Task: Retype every line of the items below without changing a single character.

[Records for detection annotation]
+++

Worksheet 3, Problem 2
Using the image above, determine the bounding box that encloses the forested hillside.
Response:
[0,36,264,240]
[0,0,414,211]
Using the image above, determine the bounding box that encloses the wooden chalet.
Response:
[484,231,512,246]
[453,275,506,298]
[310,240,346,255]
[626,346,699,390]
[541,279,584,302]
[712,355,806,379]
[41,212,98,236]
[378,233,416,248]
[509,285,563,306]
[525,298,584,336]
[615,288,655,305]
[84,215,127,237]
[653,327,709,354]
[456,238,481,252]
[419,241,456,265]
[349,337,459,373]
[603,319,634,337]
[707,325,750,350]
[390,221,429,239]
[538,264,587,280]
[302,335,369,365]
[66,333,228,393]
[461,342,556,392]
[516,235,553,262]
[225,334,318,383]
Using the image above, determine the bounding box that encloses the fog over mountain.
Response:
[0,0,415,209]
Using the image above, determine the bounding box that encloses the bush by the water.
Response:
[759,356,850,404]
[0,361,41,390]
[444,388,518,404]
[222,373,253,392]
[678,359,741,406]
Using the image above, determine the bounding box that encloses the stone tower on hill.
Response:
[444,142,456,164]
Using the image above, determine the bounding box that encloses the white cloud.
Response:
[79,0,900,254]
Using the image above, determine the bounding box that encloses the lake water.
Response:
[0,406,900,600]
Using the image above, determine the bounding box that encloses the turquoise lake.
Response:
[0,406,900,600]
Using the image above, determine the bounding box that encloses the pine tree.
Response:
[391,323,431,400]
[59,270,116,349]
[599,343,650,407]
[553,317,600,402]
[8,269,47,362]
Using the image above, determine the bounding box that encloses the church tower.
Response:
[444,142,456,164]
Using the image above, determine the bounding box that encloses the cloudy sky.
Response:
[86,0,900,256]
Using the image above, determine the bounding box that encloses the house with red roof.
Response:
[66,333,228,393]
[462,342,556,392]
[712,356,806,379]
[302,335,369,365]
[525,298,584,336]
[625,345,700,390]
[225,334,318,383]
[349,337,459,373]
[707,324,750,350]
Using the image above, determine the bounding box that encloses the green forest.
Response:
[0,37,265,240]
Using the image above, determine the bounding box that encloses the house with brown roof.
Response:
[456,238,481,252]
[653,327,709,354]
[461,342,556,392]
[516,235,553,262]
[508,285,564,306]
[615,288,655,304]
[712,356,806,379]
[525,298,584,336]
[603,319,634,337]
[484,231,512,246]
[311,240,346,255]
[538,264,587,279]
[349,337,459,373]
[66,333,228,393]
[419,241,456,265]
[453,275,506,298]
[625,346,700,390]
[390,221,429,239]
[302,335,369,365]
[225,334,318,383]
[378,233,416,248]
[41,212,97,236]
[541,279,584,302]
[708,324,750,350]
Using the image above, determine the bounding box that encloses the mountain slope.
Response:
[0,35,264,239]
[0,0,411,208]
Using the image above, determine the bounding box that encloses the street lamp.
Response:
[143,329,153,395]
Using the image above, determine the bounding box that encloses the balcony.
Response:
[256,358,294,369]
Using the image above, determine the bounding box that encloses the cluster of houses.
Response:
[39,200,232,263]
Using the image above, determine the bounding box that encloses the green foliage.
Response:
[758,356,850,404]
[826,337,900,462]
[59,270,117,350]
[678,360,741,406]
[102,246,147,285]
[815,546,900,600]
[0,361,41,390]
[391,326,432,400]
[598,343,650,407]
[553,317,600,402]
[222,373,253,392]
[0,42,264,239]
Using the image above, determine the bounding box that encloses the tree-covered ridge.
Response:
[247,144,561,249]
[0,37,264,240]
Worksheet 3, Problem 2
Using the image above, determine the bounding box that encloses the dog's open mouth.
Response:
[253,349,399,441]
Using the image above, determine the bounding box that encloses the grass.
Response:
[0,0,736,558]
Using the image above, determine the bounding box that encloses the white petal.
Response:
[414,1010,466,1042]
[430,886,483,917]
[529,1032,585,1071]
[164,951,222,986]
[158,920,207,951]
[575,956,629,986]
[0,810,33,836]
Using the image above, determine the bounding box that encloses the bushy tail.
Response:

+++

Complete response:
Worksheet 3, Problem 2
Using the image above, determine the bounding box that encloses the forested hillside.
Response:
[0,36,264,240]
[0,0,414,211]
Using the image above, determine the bounding box that encloses the wooden chalet.
Response:
[484,231,512,246]
[453,275,506,298]
[310,240,346,255]
[626,346,699,390]
[541,279,584,302]
[712,355,806,379]
[41,212,98,236]
[378,233,416,248]
[509,285,563,306]
[525,298,584,336]
[615,288,655,305]
[84,215,127,237]
[653,327,709,354]
[456,238,481,252]
[419,241,456,265]
[349,337,459,373]
[603,319,634,337]
[707,325,750,350]
[390,221,429,239]
[538,264,587,280]
[302,335,369,365]
[66,333,228,393]
[461,342,556,392]
[516,235,553,262]
[225,334,318,383]
Using the image above, determine the bounding box that encloses the fog over mountain.
Response:
[0,0,415,209]
Using the image above, determine the bounding box that encloses the bush by the water.
Response:
[759,356,850,404]
[0,361,41,390]
[444,388,518,404]
[222,373,253,392]
[678,359,741,406]
Using the image above, determine the bounding box that encloses the stone tower on hill.
Response:
[444,142,456,164]
Using the image above, determine the bounding box that encloses the white cloud.
Response:
[79,0,900,254]
Using the image above, determine the bounding box that encloses the lake water.
Response:
[0,406,900,600]
Using the image above, determine the bounding box that encloses the turquoise lake.
Response:
[0,406,900,600]
Using the image above, determine the bounding box that encloses the pine tree.
Response:
[391,323,431,400]
[59,270,116,349]
[599,343,650,407]
[553,317,600,402]
[8,269,47,362]
Using the image above, determine the bounding box that encloses the church tower.
Response:
[444,142,456,164]
Using the image above, determine the bounding box that encloses the cloudy sky.
Response:
[86,0,900,256]
Using the image above, determine the bounding box that encloses the house with red roof.
Response:
[66,333,228,393]
[462,342,556,392]
[712,356,806,379]
[302,335,369,365]
[525,298,584,336]
[625,345,700,390]
[225,334,318,383]
[349,337,459,373]
[707,324,750,350]
Using the image above, determine the bounding box that encloses the green forest.
Response:
[0,37,265,240]
Using the image above, determine the bounding box that encloses the house with brown roof.
Response:
[456,238,481,252]
[653,327,709,354]
[461,342,556,392]
[516,235,553,262]
[508,285,564,306]
[615,288,655,304]
[712,356,806,379]
[525,298,584,336]
[603,319,634,337]
[484,231,512,246]
[311,240,346,255]
[538,264,587,279]
[349,337,459,373]
[66,333,228,393]
[419,241,456,265]
[453,275,506,298]
[625,346,700,390]
[390,221,429,239]
[302,335,369,365]
[225,334,318,383]
[378,233,416,248]
[41,212,97,236]
[541,279,584,302]
[708,324,750,350]
Using the image above, determine the bounding box that encloses the mountain slope.
Response:
[0,35,264,239]
[0,0,411,208]
Using the image above, determine the bounding box that encloses the street lamp.
Response:
[143,329,153,395]
Using the image above, determine the bounding box that encloses the balcony.
Response:
[256,358,294,369]
Using the image above, determine the bounding box that encloses the cluster of houses.
Response:
[39,200,232,263]
Using the image above, determine the bounding box that encloses the green foliage.
Response:
[758,356,850,404]
[826,337,900,462]
[59,270,117,350]
[678,360,741,406]
[102,246,147,285]
[815,546,900,600]
[0,361,41,390]
[391,326,432,400]
[598,343,650,407]
[553,317,600,402]
[222,373,253,392]
[0,42,264,239]
Using the image above, determine the bounding box that encloses the tree-covered ridge.
Response:
[247,144,561,249]
[0,37,264,240]
Worksheet 3, Problem 2
Using the image above, determine the bounding box that encloses the dog's open mouth.
Response:
[253,349,399,441]
Using the image above, determine the bounding box that encloses the grass.
Response:
[0,0,736,558]
Using the image above, determine the bounding box that encloses the white petal.
Response:
[414,1010,466,1042]
[430,886,483,917]
[529,1032,585,1071]
[164,951,222,986]
[158,920,207,951]
[575,956,629,986]
[0,810,33,836]
Using the image above, determine the bounding box that encloses the bushy tail.
Response:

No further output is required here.